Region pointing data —
┄┄┄┄┄┄

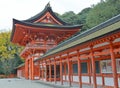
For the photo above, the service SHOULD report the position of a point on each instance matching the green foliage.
(102, 12)
(69, 17)
(93, 15)
(9, 57)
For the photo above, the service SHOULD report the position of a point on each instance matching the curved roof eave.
(67, 27)
(46, 9)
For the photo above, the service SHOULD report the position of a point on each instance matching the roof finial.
(48, 5)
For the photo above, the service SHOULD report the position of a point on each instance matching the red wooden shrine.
(89, 58)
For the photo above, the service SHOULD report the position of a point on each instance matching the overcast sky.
(24, 9)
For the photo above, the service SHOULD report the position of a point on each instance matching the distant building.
(91, 57)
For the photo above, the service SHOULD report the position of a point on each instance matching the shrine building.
(53, 52)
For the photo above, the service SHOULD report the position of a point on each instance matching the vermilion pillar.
(32, 65)
(114, 70)
(79, 69)
(26, 68)
(50, 72)
(61, 74)
(54, 70)
(93, 68)
(69, 69)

┄┄┄┄┄┄

TASK ITEM —
Could you print the lines above, exactly as written, from the line containing "the distant building." through the final one?

WRITTEN SOLUTION —
For the photo above, the service SHOULD report the position of a point on each instance matching the distant building.
(91, 57)
For the photo above, the service SHOULD report the position of a point on each instance matching the shrine building.
(53, 52)
For the photo above, the service SHOULD report the position of a point on each instance matching the vermilion pillar.
(32, 65)
(114, 70)
(79, 69)
(26, 68)
(50, 72)
(61, 74)
(54, 70)
(93, 68)
(69, 69)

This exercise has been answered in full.